**TASK**
Rewrite all the lines below, including the requests, and shift every x and y coordinate in the answers by -128.

........

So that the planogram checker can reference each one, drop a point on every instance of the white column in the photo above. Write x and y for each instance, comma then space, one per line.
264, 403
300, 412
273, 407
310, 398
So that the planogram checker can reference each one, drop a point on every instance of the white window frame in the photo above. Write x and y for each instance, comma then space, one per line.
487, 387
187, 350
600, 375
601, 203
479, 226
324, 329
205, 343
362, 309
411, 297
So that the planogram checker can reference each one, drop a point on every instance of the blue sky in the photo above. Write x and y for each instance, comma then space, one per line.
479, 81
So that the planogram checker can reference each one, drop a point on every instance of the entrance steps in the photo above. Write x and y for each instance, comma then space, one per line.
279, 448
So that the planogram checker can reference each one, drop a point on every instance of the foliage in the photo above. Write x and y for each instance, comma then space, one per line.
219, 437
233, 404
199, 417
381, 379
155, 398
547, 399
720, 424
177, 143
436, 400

........

**OUTPUT**
So that the planogram checker can reference each one, drop a point on every instance of the white column in the photo above. Write x and y for each instance, comma then space, one per line.
136, 275
172, 284
145, 279
182, 270
So that the planogram checker can reference each one, drop a point on every instance of the white window frame in the photo above. Write x and y for each instance, comma then space, one per line.
359, 259
59, 222
472, 247
473, 75
351, 98
196, 201
77, 215
234, 181
283, 169
So that the planogram checker can reference each one, drop a point on every instance of the blue sky in the photo above. Write x and y for each instance, comma then space, one per line.
351, -47
So that the planogram checker can reference each one, drop a point on every instance of the entrance steps in the photo above. Write x and y for each instance, comma then space, one per line.
151, 320
So that the planogram checker can reference each one, drop a point on every instance of the foliage in the photo above. Write x and y for each instance, comma then space, one per line.
91, 309
105, 276
71, 289
253, 251
27, 270
419, 271
592, 296
49, 15
308, 272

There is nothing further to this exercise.